»»
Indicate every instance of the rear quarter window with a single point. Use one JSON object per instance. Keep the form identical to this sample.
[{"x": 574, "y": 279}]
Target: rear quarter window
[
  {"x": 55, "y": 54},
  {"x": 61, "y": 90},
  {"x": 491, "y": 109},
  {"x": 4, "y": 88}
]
««
**Stated goal:** Print the entries above again, reproducing every line without any change.

**Answer to the task:**
Indicate every instance of the rear quarter window with a single point. Use one JSON object per instance. Keep the form identical to this sample.
[{"x": 574, "y": 279}]
Target: rear quarter window
[
  {"x": 55, "y": 54},
  {"x": 61, "y": 90},
  {"x": 491, "y": 109},
  {"x": 4, "y": 88}
]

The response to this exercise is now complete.